▶ Items from a data collection:

★ ★ ★ ★ ★ ★ ★

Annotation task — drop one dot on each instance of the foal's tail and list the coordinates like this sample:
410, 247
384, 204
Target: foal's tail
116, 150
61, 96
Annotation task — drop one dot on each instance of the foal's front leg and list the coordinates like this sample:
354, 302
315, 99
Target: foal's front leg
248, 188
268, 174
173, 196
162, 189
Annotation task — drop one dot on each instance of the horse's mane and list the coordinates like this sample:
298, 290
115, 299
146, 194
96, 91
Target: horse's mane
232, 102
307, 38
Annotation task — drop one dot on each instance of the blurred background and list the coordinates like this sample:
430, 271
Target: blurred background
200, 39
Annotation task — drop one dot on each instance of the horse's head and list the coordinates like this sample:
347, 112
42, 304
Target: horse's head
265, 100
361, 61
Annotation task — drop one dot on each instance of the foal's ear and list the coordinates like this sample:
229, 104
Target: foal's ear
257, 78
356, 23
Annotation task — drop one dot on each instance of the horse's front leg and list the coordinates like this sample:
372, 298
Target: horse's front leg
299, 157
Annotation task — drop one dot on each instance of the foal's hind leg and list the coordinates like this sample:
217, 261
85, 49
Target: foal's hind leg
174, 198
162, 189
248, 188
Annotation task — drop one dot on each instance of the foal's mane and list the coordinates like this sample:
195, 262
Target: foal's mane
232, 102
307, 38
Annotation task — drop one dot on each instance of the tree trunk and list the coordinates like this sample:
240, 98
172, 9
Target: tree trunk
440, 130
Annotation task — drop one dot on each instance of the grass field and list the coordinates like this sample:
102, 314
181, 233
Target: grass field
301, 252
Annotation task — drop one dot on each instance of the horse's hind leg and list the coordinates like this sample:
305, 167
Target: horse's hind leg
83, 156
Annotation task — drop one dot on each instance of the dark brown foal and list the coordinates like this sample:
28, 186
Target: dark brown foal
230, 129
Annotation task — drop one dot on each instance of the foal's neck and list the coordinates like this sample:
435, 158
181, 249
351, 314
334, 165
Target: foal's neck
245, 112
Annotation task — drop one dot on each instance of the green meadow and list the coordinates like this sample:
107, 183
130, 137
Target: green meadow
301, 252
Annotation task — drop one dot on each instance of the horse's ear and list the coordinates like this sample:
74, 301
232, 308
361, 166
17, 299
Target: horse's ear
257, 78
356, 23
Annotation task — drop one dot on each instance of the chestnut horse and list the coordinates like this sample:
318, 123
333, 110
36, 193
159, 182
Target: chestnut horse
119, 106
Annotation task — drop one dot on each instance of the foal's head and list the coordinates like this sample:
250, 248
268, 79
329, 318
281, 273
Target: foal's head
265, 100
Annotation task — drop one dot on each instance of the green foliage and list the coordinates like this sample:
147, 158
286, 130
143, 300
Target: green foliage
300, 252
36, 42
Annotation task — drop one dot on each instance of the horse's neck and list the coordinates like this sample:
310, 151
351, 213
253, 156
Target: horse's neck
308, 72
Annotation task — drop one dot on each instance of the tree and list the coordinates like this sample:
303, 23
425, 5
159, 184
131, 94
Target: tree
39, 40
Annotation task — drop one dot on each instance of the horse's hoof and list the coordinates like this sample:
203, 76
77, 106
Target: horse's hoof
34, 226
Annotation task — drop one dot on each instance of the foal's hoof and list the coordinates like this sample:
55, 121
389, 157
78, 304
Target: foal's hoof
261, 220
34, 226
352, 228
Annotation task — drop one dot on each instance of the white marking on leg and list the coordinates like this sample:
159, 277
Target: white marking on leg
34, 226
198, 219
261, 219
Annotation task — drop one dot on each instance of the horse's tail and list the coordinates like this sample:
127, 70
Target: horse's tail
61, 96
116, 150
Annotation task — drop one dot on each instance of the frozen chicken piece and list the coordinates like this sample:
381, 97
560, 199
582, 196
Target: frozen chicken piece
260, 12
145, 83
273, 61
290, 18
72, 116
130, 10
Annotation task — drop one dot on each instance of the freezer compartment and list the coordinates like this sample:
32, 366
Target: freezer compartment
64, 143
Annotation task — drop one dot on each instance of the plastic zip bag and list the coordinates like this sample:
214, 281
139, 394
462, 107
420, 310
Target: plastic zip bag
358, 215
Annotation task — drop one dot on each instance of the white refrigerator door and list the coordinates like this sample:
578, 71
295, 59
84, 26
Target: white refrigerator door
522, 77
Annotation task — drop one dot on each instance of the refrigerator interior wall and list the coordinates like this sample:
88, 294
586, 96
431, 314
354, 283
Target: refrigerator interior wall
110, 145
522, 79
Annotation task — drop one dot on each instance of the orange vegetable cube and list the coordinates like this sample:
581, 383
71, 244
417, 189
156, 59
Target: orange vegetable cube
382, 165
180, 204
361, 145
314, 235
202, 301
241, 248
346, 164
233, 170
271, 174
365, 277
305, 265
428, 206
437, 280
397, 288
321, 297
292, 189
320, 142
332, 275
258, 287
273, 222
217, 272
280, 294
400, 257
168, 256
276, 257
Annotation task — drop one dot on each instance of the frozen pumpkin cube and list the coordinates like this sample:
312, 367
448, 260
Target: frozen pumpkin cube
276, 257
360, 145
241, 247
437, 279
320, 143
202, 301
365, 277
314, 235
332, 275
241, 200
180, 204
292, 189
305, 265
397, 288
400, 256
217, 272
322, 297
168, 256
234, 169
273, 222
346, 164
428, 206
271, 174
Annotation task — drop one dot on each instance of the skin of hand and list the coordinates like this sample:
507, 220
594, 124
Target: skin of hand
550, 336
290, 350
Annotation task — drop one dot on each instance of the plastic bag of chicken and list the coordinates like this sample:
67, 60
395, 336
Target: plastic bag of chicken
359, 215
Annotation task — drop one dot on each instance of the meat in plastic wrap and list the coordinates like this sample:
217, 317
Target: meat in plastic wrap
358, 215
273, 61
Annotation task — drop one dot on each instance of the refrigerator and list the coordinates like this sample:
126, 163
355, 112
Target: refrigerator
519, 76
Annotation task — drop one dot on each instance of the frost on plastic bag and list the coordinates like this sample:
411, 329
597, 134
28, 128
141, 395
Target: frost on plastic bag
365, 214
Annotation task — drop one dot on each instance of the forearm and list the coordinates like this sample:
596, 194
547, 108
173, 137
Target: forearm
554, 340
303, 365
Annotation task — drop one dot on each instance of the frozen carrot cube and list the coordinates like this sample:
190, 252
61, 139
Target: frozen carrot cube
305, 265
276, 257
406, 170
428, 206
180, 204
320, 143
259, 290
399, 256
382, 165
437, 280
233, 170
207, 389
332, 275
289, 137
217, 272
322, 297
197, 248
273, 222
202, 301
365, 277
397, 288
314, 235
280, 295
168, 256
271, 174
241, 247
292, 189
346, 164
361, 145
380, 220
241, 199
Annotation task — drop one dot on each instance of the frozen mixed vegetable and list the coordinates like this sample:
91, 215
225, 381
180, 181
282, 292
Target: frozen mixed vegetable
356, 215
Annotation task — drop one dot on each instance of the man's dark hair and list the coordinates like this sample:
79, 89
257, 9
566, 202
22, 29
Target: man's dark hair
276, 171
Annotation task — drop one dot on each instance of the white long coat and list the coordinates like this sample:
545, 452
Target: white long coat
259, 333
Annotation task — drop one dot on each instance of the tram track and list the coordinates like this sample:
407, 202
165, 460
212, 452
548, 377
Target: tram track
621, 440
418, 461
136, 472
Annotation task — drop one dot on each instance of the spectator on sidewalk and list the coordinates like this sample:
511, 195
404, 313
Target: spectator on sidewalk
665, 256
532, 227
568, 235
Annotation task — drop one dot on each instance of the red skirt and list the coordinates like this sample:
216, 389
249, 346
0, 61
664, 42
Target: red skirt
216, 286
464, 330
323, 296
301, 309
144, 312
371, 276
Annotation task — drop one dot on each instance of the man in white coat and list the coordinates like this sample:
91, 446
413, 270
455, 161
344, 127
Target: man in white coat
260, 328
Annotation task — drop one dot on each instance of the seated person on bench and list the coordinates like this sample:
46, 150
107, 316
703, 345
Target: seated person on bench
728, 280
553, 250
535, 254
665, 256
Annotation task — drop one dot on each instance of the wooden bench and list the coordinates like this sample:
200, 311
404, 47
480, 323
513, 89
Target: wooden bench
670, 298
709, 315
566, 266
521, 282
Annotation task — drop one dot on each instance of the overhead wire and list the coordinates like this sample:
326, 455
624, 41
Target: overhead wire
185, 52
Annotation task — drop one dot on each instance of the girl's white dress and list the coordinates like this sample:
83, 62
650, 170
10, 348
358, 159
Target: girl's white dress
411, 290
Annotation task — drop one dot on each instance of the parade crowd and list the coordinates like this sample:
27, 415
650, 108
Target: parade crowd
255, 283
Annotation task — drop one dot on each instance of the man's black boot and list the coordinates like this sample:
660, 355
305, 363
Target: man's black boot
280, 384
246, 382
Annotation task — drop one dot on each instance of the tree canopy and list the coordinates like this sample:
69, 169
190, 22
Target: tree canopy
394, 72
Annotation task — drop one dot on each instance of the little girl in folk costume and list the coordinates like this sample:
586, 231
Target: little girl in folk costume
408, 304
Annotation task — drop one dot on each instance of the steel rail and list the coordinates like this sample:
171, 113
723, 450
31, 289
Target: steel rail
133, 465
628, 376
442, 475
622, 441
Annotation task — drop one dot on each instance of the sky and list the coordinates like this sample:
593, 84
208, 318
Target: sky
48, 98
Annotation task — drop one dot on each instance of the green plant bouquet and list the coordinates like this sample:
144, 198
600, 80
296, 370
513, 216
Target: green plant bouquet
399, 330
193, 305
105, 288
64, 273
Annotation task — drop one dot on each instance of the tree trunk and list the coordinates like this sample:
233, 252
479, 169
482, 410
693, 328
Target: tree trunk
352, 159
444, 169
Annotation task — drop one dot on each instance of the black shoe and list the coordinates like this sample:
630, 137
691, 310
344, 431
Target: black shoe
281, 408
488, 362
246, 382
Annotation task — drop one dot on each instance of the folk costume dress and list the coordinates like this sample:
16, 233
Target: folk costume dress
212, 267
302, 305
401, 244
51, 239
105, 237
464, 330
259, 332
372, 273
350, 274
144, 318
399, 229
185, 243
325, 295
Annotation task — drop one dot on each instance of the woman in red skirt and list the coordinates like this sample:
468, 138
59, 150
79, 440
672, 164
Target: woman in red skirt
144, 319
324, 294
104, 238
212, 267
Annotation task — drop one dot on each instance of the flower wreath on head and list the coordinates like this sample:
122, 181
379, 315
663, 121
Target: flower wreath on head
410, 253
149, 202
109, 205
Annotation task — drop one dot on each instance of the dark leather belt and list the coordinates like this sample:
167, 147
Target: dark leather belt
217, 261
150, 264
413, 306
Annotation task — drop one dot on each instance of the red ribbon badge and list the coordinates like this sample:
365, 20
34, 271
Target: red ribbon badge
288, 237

★ ★ ★ ★ ★ ★ ★

▶ WHAT NEEDS TO BE DONE: Copy the lines of the items word for word, from the line that contains "of the flower" through the end of the items.

▶ SOLUTION FOR THIS TASK:
Annotation task — drop one dot on each instance of the flower wreath on head and list the coordinates like this sample:
122, 181
379, 315
663, 121
Target: flower wreath on head
410, 253
149, 202
109, 205
Annotation task — drop one dot on each instance of the dark leather belt and list the coordinates like this sample:
167, 147
Target: dark leather belt
217, 261
150, 264
413, 306
Annotation task — drop one dot on each instance of the red ribbon badge and list the coordinates like this sample:
365, 20
34, 271
Target: red ribbon badge
288, 237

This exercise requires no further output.